> [EXTRAIT DU TEXTE]:
·····

La direction du budget de la Maison Blanche « se prépare à une interruption des crédits », a dit un haut responsable de la Maison Blanche alors que le vote d’une proposition de loi par les deux chambres avant minuit paraissait de moins en moins probable.
La proposition, qui permet un financement de l’Etat jusqu’en 2019, doit être votée d’abord par le Sénat, où elle devrait avoir les 60 voix nécessaires sur 100, puis par la Chambre des représentants où l’opposition à ce compromis est plus importante.
Mais c’était sans compter avec le sénateur libertarien Rand Paul, qui a choisi de retarder le vote en s’exprimant longuement contre cet accord qui abroge jusqu’en 2019 le principe d’un plafond de la dette américaine.
Chômage technique
Sans vote, ce sera le « shutdown » : le gouvernement ne disposera plus de crédits et devra mettre au chômage technique des centaines de milliers de fonctionnaires. L’administration Trump avait vécu sa première paralysie le 20 janvier, déjà faute d’accord sur le budget. Elle avait duré trois jours.
Le chef de la majorité sénatoriale, Mitch McConnell, et son homologue démocrate, Chuck Schumer, avaient pourtant trouvé mercredi un terrain d’entente sur les montants des budgets 2018 et 2019, permettant au gouvernement de planifier à long terme ses dépenses et investissements.

·····

> [LIGNES EXTRAITES]:
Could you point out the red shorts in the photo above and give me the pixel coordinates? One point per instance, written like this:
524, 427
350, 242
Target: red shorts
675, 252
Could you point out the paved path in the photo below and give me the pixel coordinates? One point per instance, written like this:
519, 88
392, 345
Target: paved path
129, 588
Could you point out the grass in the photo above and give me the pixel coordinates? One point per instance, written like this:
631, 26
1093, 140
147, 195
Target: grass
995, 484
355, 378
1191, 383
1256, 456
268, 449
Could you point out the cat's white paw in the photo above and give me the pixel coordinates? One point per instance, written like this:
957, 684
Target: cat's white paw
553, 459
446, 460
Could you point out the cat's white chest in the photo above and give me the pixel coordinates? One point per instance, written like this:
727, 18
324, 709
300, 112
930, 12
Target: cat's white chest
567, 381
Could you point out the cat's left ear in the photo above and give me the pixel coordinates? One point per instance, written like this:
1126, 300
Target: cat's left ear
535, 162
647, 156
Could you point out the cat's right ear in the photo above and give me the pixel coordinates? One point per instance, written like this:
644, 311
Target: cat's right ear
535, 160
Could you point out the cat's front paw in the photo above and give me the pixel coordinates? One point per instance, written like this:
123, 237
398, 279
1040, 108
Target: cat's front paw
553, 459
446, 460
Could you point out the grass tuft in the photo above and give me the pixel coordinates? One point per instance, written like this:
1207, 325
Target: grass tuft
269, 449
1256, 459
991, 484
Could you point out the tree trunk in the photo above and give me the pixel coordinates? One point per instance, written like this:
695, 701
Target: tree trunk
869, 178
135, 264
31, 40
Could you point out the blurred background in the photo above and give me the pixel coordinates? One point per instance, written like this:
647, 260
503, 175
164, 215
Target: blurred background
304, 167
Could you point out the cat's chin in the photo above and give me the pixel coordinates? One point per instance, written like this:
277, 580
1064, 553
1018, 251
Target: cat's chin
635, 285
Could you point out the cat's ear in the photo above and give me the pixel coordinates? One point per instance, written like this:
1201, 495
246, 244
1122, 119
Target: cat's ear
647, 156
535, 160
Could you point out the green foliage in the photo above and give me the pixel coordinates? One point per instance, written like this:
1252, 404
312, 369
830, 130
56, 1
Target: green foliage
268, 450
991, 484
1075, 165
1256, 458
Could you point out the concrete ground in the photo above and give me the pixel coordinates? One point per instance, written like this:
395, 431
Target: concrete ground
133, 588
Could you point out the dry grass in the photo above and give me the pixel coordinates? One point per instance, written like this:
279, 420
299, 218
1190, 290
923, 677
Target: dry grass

·····

> [TRAVAIL À FAIRE]:
(A) Reproduisez à l'identique le passage du texte sur le budget américain qui commence par les mots contenant « La direction du » et se termine par « en moins probable. ».
(B) Dans le texte sur le budget américain, condensez sous forme de liste le paragraphe qui débute par « Sans vote, ce sera », en conservant ses informations essentielles.
Ces lignes proviennent d'une source différente de celle du texte.

> [CORRIGÉ DÉTAILLÉ]:
(A)
La direction du budget de la Maison Blanche « se prépare à une interruption des crédits », a dit un haut responsable de la Maison Blanche alors que le vote d’une proposition de loi par les deux chambres avant minuit paraissait de moins en moins probable.

(B)
- Sans vote, c'est le « shutdown » : le gouvernement n'aura plus de crédits.
- Des centaines de milliers de fonctionnaires seront alors mis au chômage technique.
- L'administration Trump a connu une première paralysie le 20 janvier, faute d'accord sur le budget.
- Cette paralysie a duré trois jours.